> _Work to be completed_
Retype every entry word for word.

> _Provided material_
++++++++

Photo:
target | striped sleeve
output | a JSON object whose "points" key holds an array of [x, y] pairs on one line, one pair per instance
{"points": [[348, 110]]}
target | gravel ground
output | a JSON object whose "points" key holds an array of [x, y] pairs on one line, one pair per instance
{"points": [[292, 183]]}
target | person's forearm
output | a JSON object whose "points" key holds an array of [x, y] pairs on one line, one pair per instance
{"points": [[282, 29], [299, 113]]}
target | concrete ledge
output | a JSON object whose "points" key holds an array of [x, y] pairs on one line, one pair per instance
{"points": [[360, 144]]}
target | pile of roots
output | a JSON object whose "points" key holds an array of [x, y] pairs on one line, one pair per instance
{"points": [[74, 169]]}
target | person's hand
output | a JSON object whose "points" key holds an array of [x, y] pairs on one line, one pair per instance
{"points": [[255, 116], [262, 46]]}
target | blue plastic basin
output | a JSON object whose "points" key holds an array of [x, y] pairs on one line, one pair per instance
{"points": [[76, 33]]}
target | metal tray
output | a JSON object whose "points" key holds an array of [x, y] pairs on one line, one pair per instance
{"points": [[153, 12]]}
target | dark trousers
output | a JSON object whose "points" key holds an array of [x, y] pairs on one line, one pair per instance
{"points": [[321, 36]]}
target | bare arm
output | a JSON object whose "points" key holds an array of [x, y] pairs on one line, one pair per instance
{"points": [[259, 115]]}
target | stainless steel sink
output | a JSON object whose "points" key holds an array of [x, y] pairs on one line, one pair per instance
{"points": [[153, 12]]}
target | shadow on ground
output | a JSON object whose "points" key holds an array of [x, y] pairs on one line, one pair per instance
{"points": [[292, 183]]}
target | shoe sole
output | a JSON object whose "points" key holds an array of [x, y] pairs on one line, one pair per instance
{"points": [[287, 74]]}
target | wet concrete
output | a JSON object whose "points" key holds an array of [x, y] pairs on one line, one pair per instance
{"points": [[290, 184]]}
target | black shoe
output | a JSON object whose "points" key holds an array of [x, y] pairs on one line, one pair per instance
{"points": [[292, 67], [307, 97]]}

++++++++

> _Task answer_
Photo:
target | striped sleeve
output | a JSON object whose "points" key holds an array of [x, y] pairs on one line, one pair per instance
{"points": [[348, 110]]}
target | gravel ground
output | a JSON object whose "points" key holds an array of [x, y] pairs on one line, one pair per instance
{"points": [[292, 183]]}
target | person's forearm
output | a JSON object whose "points" key holds an array of [x, y] pairs on one line, one pair per instance
{"points": [[282, 29], [299, 113]]}
target | concrete ledge
output | a JSON object whose "points" key holds an array of [x, y] pairs on one line, one pair per instance
{"points": [[360, 144]]}
target | pile of roots
output | a JSON object whose "points" key holds an array of [x, y] pairs on one line, one pair per instance
{"points": [[74, 169]]}
target | person's hand
output | a JSON object whose "points" key holds an array of [x, y] pairs on one line, one pair per instance
{"points": [[255, 116], [262, 46]]}
target | blue plastic basin
output | a JSON object whose "points" key holds an array of [x, y] pairs on one line, one pair per instance
{"points": [[76, 33]]}
target | metal tray
output | a JSON object whose "points" key holds an array of [x, y] pairs on one line, one pair per instance
{"points": [[153, 12]]}
target | dark trousers
output | a JSON object whose "points" key holds an array of [x, y] pairs on one line, one pair per instance
{"points": [[321, 36]]}
target | bare arm
output | a JSON object whose "points" key holds an array of [x, y] pairs on one line, one pair per instance
{"points": [[259, 115]]}
target | stainless steel sink
output | a JSON object whose "points" key holds an array of [x, y] pairs on one line, one pair per instance
{"points": [[153, 12]]}
target | shadow on ground
output | a JSON object whose "points" key holds an array of [x, y] pairs on one line, one pair per instance
{"points": [[292, 183]]}
target | shoe sole
output | a JSON object whose "points" key holds an array of [x, y] pairs on one line, one pair per instance
{"points": [[287, 74]]}
target | wet concrete
output | a JSON object whose "points" key holds an array of [x, y] pairs on one line, one pair per instance
{"points": [[290, 184]]}
target | black shoe
output | a JSON object whose "points" key holds an array of [x, y] pairs on one line, one pair per instance
{"points": [[292, 67], [307, 97]]}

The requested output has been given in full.